» **Source data**:
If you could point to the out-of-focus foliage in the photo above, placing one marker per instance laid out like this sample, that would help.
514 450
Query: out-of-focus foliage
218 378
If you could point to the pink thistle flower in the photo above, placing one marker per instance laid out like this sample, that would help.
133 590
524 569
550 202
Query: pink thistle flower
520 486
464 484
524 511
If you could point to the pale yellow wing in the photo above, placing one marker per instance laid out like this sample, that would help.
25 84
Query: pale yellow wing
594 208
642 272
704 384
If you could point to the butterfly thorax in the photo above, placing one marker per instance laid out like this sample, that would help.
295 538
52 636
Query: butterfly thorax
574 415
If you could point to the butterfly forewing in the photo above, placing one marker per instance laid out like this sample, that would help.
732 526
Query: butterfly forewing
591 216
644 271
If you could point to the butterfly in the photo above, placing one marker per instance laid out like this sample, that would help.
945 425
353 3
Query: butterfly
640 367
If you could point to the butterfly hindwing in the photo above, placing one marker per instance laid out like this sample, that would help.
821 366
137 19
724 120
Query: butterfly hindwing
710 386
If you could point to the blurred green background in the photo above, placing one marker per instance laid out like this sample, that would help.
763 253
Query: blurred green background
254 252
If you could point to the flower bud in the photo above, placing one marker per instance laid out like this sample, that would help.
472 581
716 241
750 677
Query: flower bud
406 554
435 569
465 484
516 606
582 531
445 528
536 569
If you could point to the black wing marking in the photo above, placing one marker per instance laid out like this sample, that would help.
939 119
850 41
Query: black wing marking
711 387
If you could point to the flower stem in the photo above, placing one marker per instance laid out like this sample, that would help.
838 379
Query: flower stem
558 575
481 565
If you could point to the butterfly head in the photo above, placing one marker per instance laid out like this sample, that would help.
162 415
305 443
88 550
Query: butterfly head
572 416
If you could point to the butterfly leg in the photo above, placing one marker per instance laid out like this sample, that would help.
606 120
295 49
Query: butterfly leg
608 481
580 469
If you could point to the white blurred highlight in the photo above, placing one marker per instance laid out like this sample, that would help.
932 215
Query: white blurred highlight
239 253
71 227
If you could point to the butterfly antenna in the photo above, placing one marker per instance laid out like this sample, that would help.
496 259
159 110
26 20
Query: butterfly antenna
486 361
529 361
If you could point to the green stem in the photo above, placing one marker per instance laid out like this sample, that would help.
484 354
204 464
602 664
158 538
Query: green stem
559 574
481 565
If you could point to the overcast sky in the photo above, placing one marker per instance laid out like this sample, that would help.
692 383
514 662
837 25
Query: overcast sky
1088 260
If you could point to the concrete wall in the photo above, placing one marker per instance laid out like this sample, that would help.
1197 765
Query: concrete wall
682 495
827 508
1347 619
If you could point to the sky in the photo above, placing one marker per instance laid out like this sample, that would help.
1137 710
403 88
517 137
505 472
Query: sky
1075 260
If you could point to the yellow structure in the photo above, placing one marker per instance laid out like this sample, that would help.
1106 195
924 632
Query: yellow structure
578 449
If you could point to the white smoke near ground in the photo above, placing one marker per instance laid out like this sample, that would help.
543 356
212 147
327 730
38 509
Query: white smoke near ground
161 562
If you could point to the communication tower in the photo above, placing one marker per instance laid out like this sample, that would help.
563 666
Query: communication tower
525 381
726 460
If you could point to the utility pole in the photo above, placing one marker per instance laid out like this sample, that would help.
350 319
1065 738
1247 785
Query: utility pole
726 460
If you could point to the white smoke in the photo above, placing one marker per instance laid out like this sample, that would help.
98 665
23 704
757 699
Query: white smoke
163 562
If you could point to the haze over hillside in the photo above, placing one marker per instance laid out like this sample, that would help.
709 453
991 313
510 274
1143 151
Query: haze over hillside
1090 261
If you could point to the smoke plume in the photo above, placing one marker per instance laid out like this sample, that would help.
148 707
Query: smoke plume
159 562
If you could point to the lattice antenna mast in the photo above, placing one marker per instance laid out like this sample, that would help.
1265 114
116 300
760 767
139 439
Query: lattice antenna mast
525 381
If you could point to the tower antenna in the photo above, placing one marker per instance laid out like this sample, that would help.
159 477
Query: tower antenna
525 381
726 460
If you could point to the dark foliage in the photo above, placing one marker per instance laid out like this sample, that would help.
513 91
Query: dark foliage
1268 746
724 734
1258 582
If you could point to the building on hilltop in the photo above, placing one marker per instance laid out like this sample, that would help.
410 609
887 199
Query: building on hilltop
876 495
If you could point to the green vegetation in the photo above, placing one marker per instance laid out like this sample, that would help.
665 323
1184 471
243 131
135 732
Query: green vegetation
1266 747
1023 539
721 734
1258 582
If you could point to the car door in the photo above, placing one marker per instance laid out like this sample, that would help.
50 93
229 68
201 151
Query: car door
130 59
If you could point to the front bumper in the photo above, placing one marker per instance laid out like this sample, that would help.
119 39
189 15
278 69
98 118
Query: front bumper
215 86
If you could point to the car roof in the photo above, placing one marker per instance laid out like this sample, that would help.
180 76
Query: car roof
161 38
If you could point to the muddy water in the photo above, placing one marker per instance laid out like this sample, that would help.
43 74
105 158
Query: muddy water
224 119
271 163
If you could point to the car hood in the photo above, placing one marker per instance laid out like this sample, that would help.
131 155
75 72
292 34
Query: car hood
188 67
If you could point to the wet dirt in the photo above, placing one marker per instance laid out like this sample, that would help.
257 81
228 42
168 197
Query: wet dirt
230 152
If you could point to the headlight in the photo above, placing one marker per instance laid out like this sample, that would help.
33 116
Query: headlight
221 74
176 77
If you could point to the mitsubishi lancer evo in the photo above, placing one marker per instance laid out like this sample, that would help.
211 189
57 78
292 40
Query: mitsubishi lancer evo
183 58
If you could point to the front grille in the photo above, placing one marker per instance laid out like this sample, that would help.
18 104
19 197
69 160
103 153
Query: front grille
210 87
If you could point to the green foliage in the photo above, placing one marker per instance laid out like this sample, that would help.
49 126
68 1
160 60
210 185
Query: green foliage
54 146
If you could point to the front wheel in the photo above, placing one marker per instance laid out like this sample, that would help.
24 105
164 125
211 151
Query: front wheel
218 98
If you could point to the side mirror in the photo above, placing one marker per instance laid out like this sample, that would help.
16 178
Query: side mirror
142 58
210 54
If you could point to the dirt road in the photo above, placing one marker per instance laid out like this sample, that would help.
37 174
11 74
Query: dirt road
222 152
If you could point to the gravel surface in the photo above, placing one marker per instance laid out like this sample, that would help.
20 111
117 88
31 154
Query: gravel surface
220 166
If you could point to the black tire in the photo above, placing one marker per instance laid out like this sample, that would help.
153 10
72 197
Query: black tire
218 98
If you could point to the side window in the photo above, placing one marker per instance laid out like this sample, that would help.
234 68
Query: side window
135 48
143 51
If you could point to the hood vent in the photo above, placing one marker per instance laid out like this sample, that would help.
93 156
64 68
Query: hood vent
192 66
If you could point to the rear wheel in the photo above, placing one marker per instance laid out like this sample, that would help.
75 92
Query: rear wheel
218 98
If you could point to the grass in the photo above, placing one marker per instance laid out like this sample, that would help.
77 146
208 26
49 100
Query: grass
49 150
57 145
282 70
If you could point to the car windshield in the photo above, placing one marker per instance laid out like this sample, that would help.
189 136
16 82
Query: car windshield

» **Exercise goal**: Output all of the data again, exactly.

» **Result for this task**:
If you could point to the out-of-focus foliage in the photo above, placing one marker per instance laid out like this sample, that would help.
514 450
Query: out-of-focus foliage
218 378
If you could point to the pink thistle flower in the photo above, placing one marker per instance laid out like this sample, that would help.
133 590
524 569
550 202
Query: pink thistle flower
520 486
464 484
524 511
If you could point to the pale yellow wing in the photo above, placing one marker per instance laid out like this sample, that would help.
25 84
Query: pale yellow wing
594 208
642 272
704 384
If you could point to the butterfly thorax in the photo above, placing one marker per instance laid out like this sample, that would help.
295 538
52 636
Query: butterfly thorax
574 415
If you could point to the butterfly forewing in the photo above, placing one marker per instance laid out like this sample, that would help.
732 526
Query: butterfly forewing
591 216
644 271
If you could point to the butterfly in the photo above, placing one marker per instance laid out like this sample, that would help.
945 425
353 3
Query: butterfly
640 367
If you could point to the butterfly hindwing in the photo above, placing one marker per instance laid out like this sample, that would help.
821 366
137 19
724 120
Query: butterfly hindwing
710 386
If you could point to the blurred green background in the photo above, placing one marker per instance laid out like this sample, that would help.
763 253
Query: blurred green background
254 252
If you could point to the flower bud in the photo above, placing one marker per instance laid out like this sample, that would help.
472 581
716 241
750 677
Query: flower bud
406 554
435 569
465 484
516 606
582 531
445 528
536 569
If you could point to the black wing marking in the photo above, placing one marker per instance laid out like this sample, that would help.
939 119
850 41
Query: black wing marking
711 387
If you could point to the flower stem in the photo above, placing one marker per instance laid out like this sample, that would help.
838 379
Query: flower stem
558 575
481 565
If you could point to the butterfly head in the photo above, placing one marker per instance laid out like this sample, that would help.
162 415
305 443
88 550
Query: butterfly head
572 416
If you could point to the butterfly leg in the photo above, placing one marker per instance laid out like this sample, that would help.
606 120
295 49
Query: butterfly leg
608 481
580 469
If you could point to the white blurred highlight in the photo above, placing one marker per instance laid out like this sample, that would help.
932 215
Query: white blurred highlight
239 253
71 227
If you could point to the butterfly antenna in the photo above, placing one marker per instance laid out like this sample, that would help.
496 259
159 110
26 20
Query: butterfly antenna
486 361
529 361
If you could point to the green stem in the photo above, placing one marker per instance laid out like this sample, that would help.
484 354
204 464
602 664
158 538
Query: green stem
559 574
481 565
If you could point to the overcast sky in the photo above, placing one marker per instance laid out like this sample, that would help.
692 383
514 662
837 25
Query: overcast sky
1088 260
If you could point to the concrete wall in the photo above, placing one marker per instance laid out like this sample, that would help.
1197 765
Query: concrete wall
682 495
827 508
1347 619
If you could point to the sky in the photo above, placing one marker per instance laid out like this sample, that would help.
1137 710
403 88
517 137
505 472
Query: sky
1075 260
If you could point to the yellow structure in the photo above, placing one marker per instance laid out like this sample, that would help.
1106 195
924 632
Query: yellow structure
578 449
If you could point to the white smoke near ground in the photo above, placing one marker per instance laid out like this sample, that would help.
543 356
212 147
327 730
38 509
Query: white smoke near ground
161 562
If you could point to the communication tower in the photo above, placing one marker per instance laid out like this sample, that would help.
563 666
Query: communication tower
525 381
726 460
If you could point to the utility pole in the photo above, placing one marker per instance laid out like this sample, that would help.
350 319
1065 738
1247 785
Query: utility pole
726 460
If you could point to the white smoke in the photo above, placing one marker per instance laid out like this sample, that would help.
98 665
23 704
757 699
Query: white smoke
163 562
If you could point to the haze over hillside in the photo above, placing one marker per instance laid out like this sample, that would help.
709 453
991 313
510 274
1143 151
Query: haze over hillside
1090 261
If you could point to the smoke plume in the photo above, placing one marker per instance laid out like this sample, that would help.
148 707
Query: smoke plume
159 562
If you could point to the lattice antenna mast in the photo above, placing one marker per instance laid out like this sample, that would help.
1265 114
116 300
760 767
139 439
Query: lattice antenna mast
525 381
If you could point to the tower antenna in the photo above, placing one marker per instance laid out like this sample, that would help.
159 477
Query: tower antenna
525 381
726 460
If you could point to the dark foliage in the photo above, placing one marker per instance laid out like this sample, that would help.
513 91
Query: dark foliage
1268 746
724 734
1258 582
If you could point to the building on hilltop in the photo above, placing one marker per instance laid out like this sample, that would help.
410 609
887 199
Query: building on hilltop
876 495
If you could point to the green vegetation in the photo above, placing one marker per instance laid out like this sample, that would help.
665 323
1184 471
243 131
135 732
Query: green vegetation
1266 747
1023 539
721 734
1258 582
If you could point to the car door in the photo above, placing one marker per instance laid out like this sample, that would help.
50 93
229 68
201 151
Query: car door
130 59
If you could point to the front bumper in the photo above, placing one marker per instance laid out like this sample, that would help.
119 39
189 15
278 69
98 118
Query: front bumper
215 86
If you could point to the car roof in the photo above, placing one marker per instance laid out like this sample, that would help.
180 76
Query: car roof
161 38
If you could point to the muddy water in the photo above, placing one marker per instance laid out like this sample, that would help.
43 74
105 158
Query: muddy water
224 119
271 163
If you could point to the car hood in the photo above, placing one marker per instance laid out like this sample, that would help.
131 155
75 72
292 34
Query: car hood
188 67
If you could point to the wet dirt in the photo above, placing one marker per instance laid out like this sample, that would help.
257 81
228 42
168 197
Query: wet dirt
230 152
If you could point to the headlight in the photo above, placing one marker per instance laid out like this sample, that would help.
33 116
Query: headlight
221 74
176 77
If you could point to the mitsubishi lancer evo in the photo above, placing one marker per instance laid out like this sample, that would help.
211 189
57 78
292 40
Query: mitsubishi lancer evo
183 58
If you could point to the front grille in the photo above, placing one marker per instance laid out like this sample, that would help.
18 104
19 197
69 160
103 153
Query: front grille
210 87
If you could point to the green foliage in the photo above, placing one marker per instance laid out like this sample, that would help.
49 126
68 1
160 60
210 185
Query: green foliage
54 146
If you could point to the front wheel in the photo above, placing one marker per instance laid out like this sample, that would help.
24 105
164 125
211 151
Query: front wheel
218 98
If you could point to the side mirror in the photo above, placing one marker per instance laid out like this sample, that would help.
16 178
Query: side mirror
142 58
210 54
If you could point to the dirt road in the photo above, placing one marker per instance laid out like this sample, that would help.
37 174
11 74
Query: dirt road
222 152
If you could point to the gravel surface in the photo above, placing one marker per instance laid out like this sample, that would help.
20 111
117 88
31 154
Query: gravel surface
220 166
If you could point to the black tire in the photo above, placing one marker per instance laid out like this sample, that would help.
153 10
72 197
Query: black tire
218 98
If you could point to the side window in the photo above, placing one marker per instance laid out like this sample, that would help.
234 68
Query: side window
135 48
143 51
If you could point to the hood vent in the photo above, placing one marker per instance laid out like this sample, that would help.
93 156
64 68
Query: hood vent
192 66
If you could point to the rear wheel in the photo above, placing one marker per instance laid out like this sample, that would help.
75 92
Query: rear wheel
218 98
If you could point to the grass in the photo above, placing one marker per instance laid out like this sample, that would help.
77 146
208 26
49 100
Query: grass
49 150
57 145
282 70
If you could point to the car windshield in the photo above, placing one marker per instance laid out like this sample, that would help.
189 136
16 82
Query: car windshield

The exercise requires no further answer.